Entries for pointing at labeled objects:
* START *

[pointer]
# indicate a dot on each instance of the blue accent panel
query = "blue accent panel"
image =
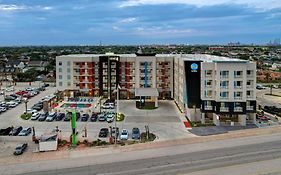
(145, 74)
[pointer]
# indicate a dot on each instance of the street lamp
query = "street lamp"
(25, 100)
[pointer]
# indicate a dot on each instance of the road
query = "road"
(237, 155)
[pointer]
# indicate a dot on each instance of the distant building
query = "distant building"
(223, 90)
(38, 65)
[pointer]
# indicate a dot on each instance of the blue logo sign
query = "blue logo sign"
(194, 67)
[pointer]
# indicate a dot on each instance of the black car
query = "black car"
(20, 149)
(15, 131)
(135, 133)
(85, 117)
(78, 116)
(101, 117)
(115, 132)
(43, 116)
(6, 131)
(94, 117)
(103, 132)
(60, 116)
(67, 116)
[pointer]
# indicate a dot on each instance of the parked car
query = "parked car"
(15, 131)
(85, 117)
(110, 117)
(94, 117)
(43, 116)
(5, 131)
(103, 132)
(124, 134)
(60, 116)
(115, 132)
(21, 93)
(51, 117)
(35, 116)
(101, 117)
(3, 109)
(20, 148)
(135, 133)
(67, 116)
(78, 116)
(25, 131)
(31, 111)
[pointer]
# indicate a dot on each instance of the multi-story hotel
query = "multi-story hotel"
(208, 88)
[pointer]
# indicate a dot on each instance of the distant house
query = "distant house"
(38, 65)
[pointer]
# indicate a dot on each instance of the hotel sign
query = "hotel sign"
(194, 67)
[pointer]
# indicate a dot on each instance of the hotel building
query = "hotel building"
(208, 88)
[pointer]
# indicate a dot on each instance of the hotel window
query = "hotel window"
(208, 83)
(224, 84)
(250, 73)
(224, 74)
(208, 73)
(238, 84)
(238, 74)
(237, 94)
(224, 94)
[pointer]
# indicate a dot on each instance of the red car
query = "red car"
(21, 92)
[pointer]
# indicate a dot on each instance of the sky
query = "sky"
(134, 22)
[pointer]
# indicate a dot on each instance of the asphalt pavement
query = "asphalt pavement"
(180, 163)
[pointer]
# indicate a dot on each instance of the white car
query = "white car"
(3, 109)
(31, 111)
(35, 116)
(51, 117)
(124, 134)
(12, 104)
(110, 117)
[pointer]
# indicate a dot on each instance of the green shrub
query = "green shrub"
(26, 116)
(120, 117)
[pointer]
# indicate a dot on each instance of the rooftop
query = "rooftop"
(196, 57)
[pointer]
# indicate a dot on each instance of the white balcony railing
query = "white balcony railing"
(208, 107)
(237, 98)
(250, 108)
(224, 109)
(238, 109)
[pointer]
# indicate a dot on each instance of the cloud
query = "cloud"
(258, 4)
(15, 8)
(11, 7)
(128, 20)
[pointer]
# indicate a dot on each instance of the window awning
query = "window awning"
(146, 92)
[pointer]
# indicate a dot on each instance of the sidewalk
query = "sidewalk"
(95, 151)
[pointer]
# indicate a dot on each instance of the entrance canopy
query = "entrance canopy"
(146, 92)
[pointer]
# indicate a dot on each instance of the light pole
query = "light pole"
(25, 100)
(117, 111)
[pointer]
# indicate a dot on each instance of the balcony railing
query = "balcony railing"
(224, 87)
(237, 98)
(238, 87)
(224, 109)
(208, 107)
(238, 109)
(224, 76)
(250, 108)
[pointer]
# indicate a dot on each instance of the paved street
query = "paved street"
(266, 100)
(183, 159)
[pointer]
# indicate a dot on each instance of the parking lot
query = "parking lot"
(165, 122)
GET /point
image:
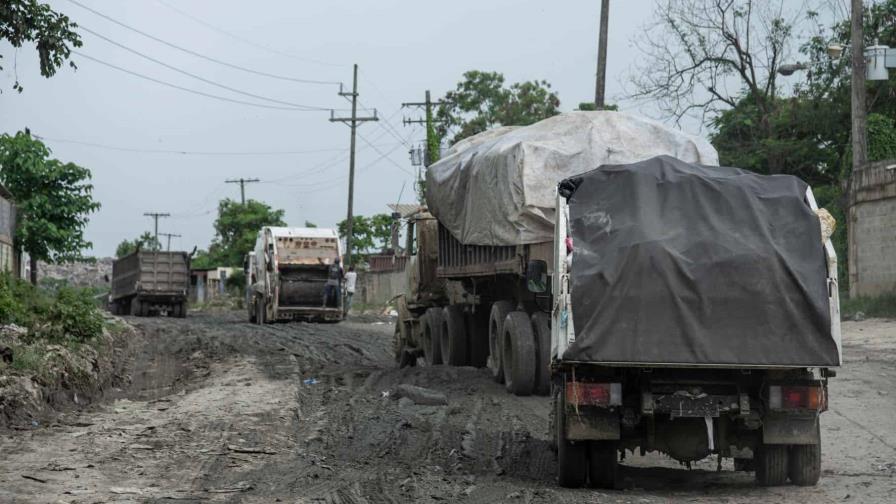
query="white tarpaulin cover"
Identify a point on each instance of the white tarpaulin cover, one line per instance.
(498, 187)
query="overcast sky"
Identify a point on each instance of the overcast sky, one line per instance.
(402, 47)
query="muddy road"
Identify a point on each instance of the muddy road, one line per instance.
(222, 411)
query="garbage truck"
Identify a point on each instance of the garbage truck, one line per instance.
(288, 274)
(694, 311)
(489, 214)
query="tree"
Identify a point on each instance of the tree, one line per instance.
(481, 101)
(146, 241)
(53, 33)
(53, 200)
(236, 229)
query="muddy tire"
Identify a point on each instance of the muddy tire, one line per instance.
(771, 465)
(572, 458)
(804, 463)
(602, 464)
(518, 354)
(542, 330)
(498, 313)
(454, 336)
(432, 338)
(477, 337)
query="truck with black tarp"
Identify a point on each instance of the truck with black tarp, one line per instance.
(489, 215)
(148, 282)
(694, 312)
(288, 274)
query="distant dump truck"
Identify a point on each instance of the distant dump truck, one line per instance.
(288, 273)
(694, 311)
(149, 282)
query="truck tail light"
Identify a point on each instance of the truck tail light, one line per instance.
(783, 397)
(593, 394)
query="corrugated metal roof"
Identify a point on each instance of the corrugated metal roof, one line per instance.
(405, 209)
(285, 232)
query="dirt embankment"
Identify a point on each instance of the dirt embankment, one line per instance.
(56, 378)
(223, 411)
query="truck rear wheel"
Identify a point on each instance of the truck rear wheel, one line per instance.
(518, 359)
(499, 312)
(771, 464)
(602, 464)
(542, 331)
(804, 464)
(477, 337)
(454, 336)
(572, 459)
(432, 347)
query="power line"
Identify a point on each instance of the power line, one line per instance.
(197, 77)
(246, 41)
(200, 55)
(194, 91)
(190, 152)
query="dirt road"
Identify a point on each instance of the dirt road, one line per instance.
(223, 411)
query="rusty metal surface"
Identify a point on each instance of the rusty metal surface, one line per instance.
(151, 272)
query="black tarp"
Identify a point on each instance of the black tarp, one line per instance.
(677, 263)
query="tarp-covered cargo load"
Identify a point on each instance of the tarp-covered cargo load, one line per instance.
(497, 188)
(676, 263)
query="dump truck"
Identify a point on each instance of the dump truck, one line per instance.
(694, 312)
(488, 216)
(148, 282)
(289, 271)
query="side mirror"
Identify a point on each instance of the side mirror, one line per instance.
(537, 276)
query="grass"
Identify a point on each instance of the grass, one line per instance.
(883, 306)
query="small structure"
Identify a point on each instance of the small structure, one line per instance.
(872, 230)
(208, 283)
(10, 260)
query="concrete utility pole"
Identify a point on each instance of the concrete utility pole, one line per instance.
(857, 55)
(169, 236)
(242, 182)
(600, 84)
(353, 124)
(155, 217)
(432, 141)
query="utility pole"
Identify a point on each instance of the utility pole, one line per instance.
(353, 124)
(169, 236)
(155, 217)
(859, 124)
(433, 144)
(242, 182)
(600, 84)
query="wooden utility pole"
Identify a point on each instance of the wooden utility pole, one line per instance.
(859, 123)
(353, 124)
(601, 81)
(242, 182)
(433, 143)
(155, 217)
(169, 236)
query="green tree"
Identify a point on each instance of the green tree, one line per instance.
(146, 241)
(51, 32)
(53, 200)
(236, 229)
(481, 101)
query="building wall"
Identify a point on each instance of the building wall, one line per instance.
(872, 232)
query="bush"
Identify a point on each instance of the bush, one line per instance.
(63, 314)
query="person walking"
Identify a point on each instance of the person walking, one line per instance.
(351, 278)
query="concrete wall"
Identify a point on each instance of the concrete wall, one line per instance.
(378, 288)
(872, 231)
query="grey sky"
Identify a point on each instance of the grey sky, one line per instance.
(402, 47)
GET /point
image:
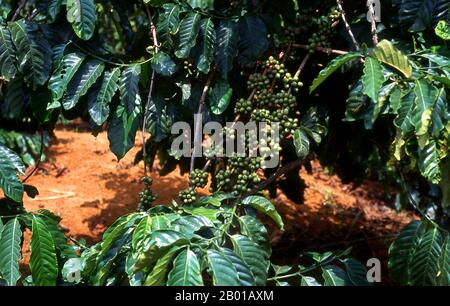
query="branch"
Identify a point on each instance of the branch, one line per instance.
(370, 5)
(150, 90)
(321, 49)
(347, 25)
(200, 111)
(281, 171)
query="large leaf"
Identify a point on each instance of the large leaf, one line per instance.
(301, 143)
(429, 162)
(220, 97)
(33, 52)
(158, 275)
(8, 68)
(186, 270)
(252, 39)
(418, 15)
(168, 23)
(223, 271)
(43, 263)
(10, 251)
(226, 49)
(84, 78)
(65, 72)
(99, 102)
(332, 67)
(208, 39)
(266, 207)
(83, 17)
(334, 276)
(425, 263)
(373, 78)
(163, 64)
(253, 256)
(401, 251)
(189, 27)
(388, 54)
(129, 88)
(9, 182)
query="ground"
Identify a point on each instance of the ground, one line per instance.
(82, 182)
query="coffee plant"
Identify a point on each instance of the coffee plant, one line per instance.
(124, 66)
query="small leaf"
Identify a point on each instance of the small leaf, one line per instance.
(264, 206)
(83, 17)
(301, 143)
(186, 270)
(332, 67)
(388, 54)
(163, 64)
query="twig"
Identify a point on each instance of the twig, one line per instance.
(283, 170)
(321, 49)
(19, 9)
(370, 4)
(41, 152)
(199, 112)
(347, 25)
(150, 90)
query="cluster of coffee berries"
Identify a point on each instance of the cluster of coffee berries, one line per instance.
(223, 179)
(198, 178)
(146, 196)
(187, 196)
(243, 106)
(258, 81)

* END *

WORK TO DO - Show every line of the items above that contains the string "mirror". Case counts.

WORKED SOLUTION -
query="side mirror"
Identify a point on each instance of the side mirror, one line per instance.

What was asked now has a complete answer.